### Belge Metni
* * * *
BAŞKAN MEHMET MUŞ - Değerli milletvekilleri, bir müsaade eder misiniz.
NİLGÜN ÖK (Denizli) - Bu hiç doğru bir şey değil.
GÜLÜSTAN KILIÇ KOÇYİĞİT (Kars) - İftira atarak bir yere varamazsın.
NİLGÜN ÖK (Denizli) - İftira atmıyorum, gerçekleri söylüyorum. İftira atmıyorum, siz de atmayın; sıranız gelince konuşursunuz.
GÜLÜSTAN KILIÇ KOÇYİĞİT (Kars) - Ne kadar ayıp ya!
BAŞKAN MEHMET MUŞ - Değerli milletvekilleri, bir saniye...
GÜLÜSTAN KILIÇ KOÇYİĞİT (Kars) - Bu nasıl bir terbiyesizlik ya!
NİLGÜN ÖK (Denizli) - Ne demek "terbiyesizlik" ya! Siz ne diyorsunuz ya!
ORHAN YEGİN (Ankara) - Sözünü geri alsın, böyle bir şey olmaz!
GÜLÜSTAN KILIÇ KOÇYİĞİT (Kars) - Böyle bir ithamda bulunamazsınız.
BAŞKAN MEHMET MUŞ - Sayın Ök, sayın milletvekilleri; bir saniye...
NİLGÜN ÖK (Denizli) - Lütfen kendinize gelin; bana parmak sallama, otur!
GÜLÜSTAN KILIÇ KOÇYİĞİT (Kars) - Sayın Başkan, kimse bize, bizim konuşmacımızın konuşmasına ithafen "Kız çocuklarını dağa kaçırıyorsunuz." diyemez.
BAŞKAN MEHMET MUŞ - Bir saniye...
NİLGÜN ÖK (Denizli) - Sizin konuşmacınıza ben hakaret etmedim.
* * * *
### Ham Veriler
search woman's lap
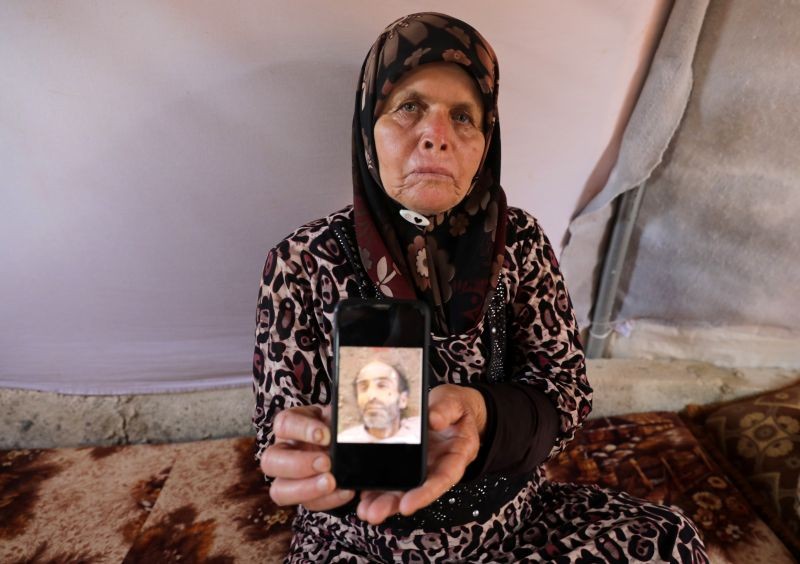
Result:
* * * *
### Alıştırma 1
Belge metninde Gülüstan Kılıç Koçyiğit'e ait, "Sayın Başkan, kimse bize" sözleriyle başlayan paragrafı lütfen ana bilgilerini koruyarak daha kısa biçimde yeniden yazın.
### Alıştırma 2
Belge metnindeki "GÜLÜSTAN KILIÇ KOÇYİĞİT (Kars) - İftira" ifadesinden "- Bir saniye..." ifadesine kadar olan kısmı hiç değiştirmeden aktarın.

### Alıştırma Sonucu 1
Koçyiğit (Kars), Başkana: Konuşmacılarının konuşmasına dayanarak kimse onları kız çocuklarını dağa kaçırmakla suçlayamaz.

### Alıştırma Sonucu 2
GÜLÜSTAN KILIÇ KOÇYİĞİT (Kars) - İftira atarak bir yere varamazsın.
NİLGÜN ÖK (Denizli) - İftira atmıyorum, gerçekleri söylüyorum. İftira atmıyorum, siz de atmayın; sıranız gelince konuşursunuz.
GÜLÜSTAN KILIÇ KOÇYİĞİT (Kars) - Ne kadar ayıp ya!
BAŞKAN MEHMET MUŞ - Değerli milletvekilleri, bir saniye...
GÜLÜSTAN KILIÇ KOÇYİĞİT (Kars) - Bu nasıl bir terbiyesizlik ya!
NİLGÜN ÖK (Denizli) - Ne demek "terbiyesizlik" ya! Siz ne diyorsunuz ya!
ORHAN YEGİN (Ankara) - Sözünü geri alsın, böyle bir şey olmaz!
GÜLÜSTAN KILIÇ KOÇYİĞİT (Kars) - Böyle bir ithamda bulunamazsınız.
BAŞKAN MEHMET MUŞ - Sayın Ök, sayın milletvekilleri; bir saniye...
NİLGÜN ÖK (Denizli) - Lütfen kendinize gelin; bana parmak sallama, otur!
GÜLÜSTAN KILIÇ KOÇYİĞİT (Kars) - Sayın Başkan, kimse bize, bizim konuşmacımızın konuşmasına ithafen "Kız çocuklarını dağa kaçırıyorsunuz." diyemez.
BAŞKAN MEHMET MUŞ - Bir saniye...